* **Text shown**
╭──
In Siena, Boldrino accepted money from the noble party while remaining in the city with forces that did not bring decisive protection to the ruling group. On 12 March 1385 Siena's rulers elected him captain of the war. He spoke to them urging agreement and warning that he would act if nobles persisted in destabilizing the city, but then withdrew from Siena, dispersed troops in the countryside, and carried out plundering. A prolonged struggle followed; the party of the Nove and Dodici rose, and many artisans fled Siena into the countryside and dispersed into various parts of Italy. Boldrino emerged with booty and returned toward the Perugian area.

== Siena and Perugia (1384–1386) ==
During early 1385 Perugia sought to secure Boldrino's withdrawal by sending ambassadors, including Contucciolo di Nicolò, Petruccio Monte-Sperelli, and Bartolomeo Guidalotti. Boldrino demanded a gift of 500 gold florins in exchange for ceasing support to Perugia's enemies and leaving Perugian subject lands. Perugia agreed.

Before mid-1385, Boldrino allied with foreign soldiers and resumed raiding the Perugian territory. Biordo degli Oddi urged him to prevent further destruction of the spring countryside and offered an additional 500 gold florins as provision up to June.

Assisi suffered raids by Boldrino's troops, with seizure of livestock and peasants, and release conditioned on humiliations.

In August 1385 Perugia received warning of an approaching company of 800 cavalry under Beltotto Inglese (John Beltoft), joined by Boldrino and Taddeo Pepoli, who commanded nearly 2,000 cavalry. Perugia ordered rural inhabitants to shelter harvests and livestock within castles and strengthen fortifications. It also ordered payment of 2,000 gold florins to those captains for withdrawal. They accepted money and returned again in September to exact levies and damage localities including Cerqueto, Papiano, and La Spina.

During these events Boldrino became seriously ill and was unable to lead continuous raiding. He asked Perugia for safe shelter and means to recover, promising benevolence and restraint by his men. Perugia received him into the city on 13 August 1385, gave him gifts, and honored him. In August 1386 Perugia decreed that each year he should be given 500 gold florins.

== Conflicts in the Marche and Umbria (1385–1388) ==
Urban VI confirmed Boldrino's command of papal forces so that the Picenum area would follow the example of Fermo, Ancona, and Recanati, which were under the Roman court. The people of Ascoli Piceno resisted and withstood Boldrino's pressure. His troops, impatient for booty and not accustomed to prolonged sieges, withdrew and appeared at the gates of Fermo on 2 December 1385. The sudden arrival alarmed the city; nobles feared loss of freedom, and the populace took up arms and demanded control of the city keys. Boldrino's 500 cavalry, heavily laden with booty, soon returned toward Ascoli. The civic resistance at Ascoli strengthened, preventing Boldrino and his men from destroying the city.
╰──
* **Directive A**
In the passage on Boldrino, on what date did Siena's rulers elect him captain of the war?
* **Directive B**
Please repeat the passage on Boldrino, starting with "Before mid-1385, Boldrino" and going on through "conditioned on humiliations.".
* **Directive C**
Pick up the passage on Boldrino after its last sentence and carry it on.
The data that comes next is from a separate source.

* **Given material**
╭──
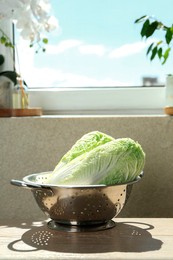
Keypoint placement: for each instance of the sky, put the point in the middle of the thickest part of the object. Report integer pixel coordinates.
(97, 44)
╰──
* **Exercise response A**
12 March 1385

* **Exercise response B**
Before mid-1385, Boldrino allied with foreign soldiers and resumed raiding the Perugian territory. Biordo degli Oddi urged him to prevent further destruction of the spring countryside and offered an additional 500 gold florins as provision up to June.

Assisi suffered raids by Boldrino's troops, with seizure of livestock and peasants, and release conditioned on humiliations.

* **Exercise response C**
On 20 December 1385 Boldrino returned toward Fermo. The government of Fermo hired Grasso da Imola and Nello da Camerino with 400 cavalry for two months. Several clashes occurred without decisive defeat for either side. Boldrino then withdrew from the territory of Fermo and moved through other cities and castles of the Marche, later reaching Recanati.

In October 1386, while at Recanati, Boldrino was invited by Perugia to bring arms for the city's protection. An ambassador, Giovanni Scotti, urged him to assist against threats involving Bretons occupying holdings in Umbria in the name of Antipope Clement, the Michelotti's continued pressure on patricians, and Hawkwood's approach through plundering. Boldrino promised rapid assistance and came with cavalry and infantry. He acted in Perugia's favor and routed the hardened company of the English captain. He was then greeted by the Priors as a citizen of Perugia. He soon returned to the Picenum.

In February 1387 Andrea da Montegranaro seized several places in the territory of Fermo and established himself at Civitanova. Lucio Sparviero, leading forces paid by the Varano lords of Camerino, drove him out and restored the place to Varano control. Civitanova then passed quickly to the authority of Grasso da Imola and Nello da Camerino, who were in the pay of Fermo. Nello da Camerino then killed Grasso da Imola and called Boldrino to participate in the killing. Civitanova became subject to Nello and Boldrino.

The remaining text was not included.